[Assignment]:
Exactly the lines below, starting with the one containing "The pointer MUST" and going on through the one containing "Query: ripe tomato skin", must be reproduced, both ends included, and no pictures with them.

-*-

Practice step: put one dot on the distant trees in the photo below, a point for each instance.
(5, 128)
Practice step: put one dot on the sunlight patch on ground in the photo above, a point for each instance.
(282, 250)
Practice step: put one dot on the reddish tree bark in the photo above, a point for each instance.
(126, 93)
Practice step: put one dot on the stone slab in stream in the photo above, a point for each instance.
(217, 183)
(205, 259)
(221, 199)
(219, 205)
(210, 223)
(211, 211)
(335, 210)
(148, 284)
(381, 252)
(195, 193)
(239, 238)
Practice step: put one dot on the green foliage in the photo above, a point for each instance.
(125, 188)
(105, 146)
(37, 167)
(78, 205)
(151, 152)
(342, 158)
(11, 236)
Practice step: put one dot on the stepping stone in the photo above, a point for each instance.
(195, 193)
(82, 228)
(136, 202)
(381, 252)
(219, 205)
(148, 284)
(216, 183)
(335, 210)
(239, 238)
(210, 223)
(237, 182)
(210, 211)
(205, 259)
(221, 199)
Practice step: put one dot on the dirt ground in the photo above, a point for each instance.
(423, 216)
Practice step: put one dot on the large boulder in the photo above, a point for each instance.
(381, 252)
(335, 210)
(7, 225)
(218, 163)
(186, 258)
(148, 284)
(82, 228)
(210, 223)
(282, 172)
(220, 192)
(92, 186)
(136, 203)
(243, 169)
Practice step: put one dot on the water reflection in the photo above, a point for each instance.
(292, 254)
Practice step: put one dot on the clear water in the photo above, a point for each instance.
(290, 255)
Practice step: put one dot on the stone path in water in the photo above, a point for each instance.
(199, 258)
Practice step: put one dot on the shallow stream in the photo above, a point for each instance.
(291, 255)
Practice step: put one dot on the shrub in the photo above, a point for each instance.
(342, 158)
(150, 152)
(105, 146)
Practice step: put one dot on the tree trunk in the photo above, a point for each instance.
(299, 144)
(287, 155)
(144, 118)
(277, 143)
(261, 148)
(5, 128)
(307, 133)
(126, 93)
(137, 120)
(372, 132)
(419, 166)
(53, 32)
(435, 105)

-*-

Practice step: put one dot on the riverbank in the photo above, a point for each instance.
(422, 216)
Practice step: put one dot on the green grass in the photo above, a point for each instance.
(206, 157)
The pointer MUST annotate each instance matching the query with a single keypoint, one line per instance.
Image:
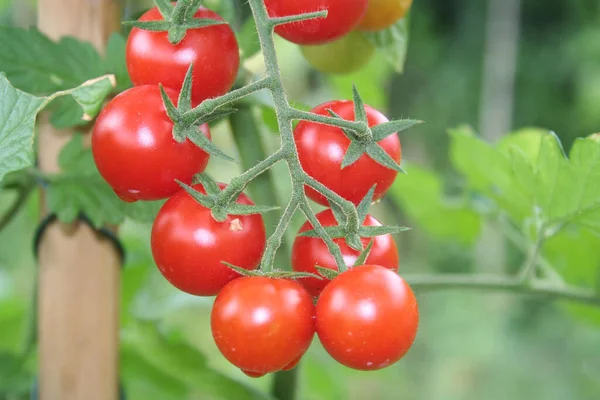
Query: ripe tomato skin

-*-

[Your solution]:
The pointer MUST annotate each instance matching the query with a single keypoint, one line per instance.
Image:
Query: ripe tomato skin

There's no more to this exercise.